→ Work required
Reproduce the following items verbatim, leaving out the pictures.

═════ Raw data ═════

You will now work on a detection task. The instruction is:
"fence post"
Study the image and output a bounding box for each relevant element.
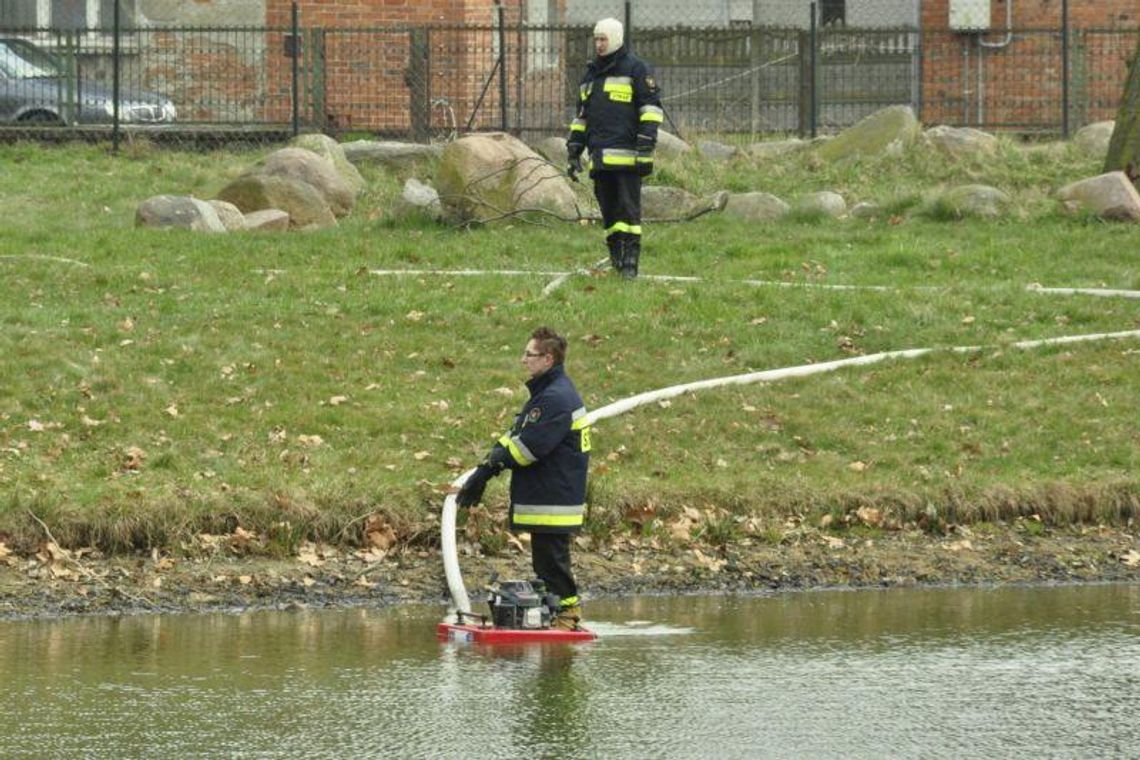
[1061,0,1069,140]
[495,0,508,132]
[290,0,301,137]
[405,26,431,142]
[111,0,122,153]
[809,1,820,140]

═════

→ Answer for the task
You will now work on a detection task. The instruction is:
"fence post"
Study the image and output a bounding box for each relevant element.
[1061,0,1069,140]
[495,0,508,132]
[290,0,301,137]
[405,26,431,142]
[111,0,122,153]
[809,1,820,140]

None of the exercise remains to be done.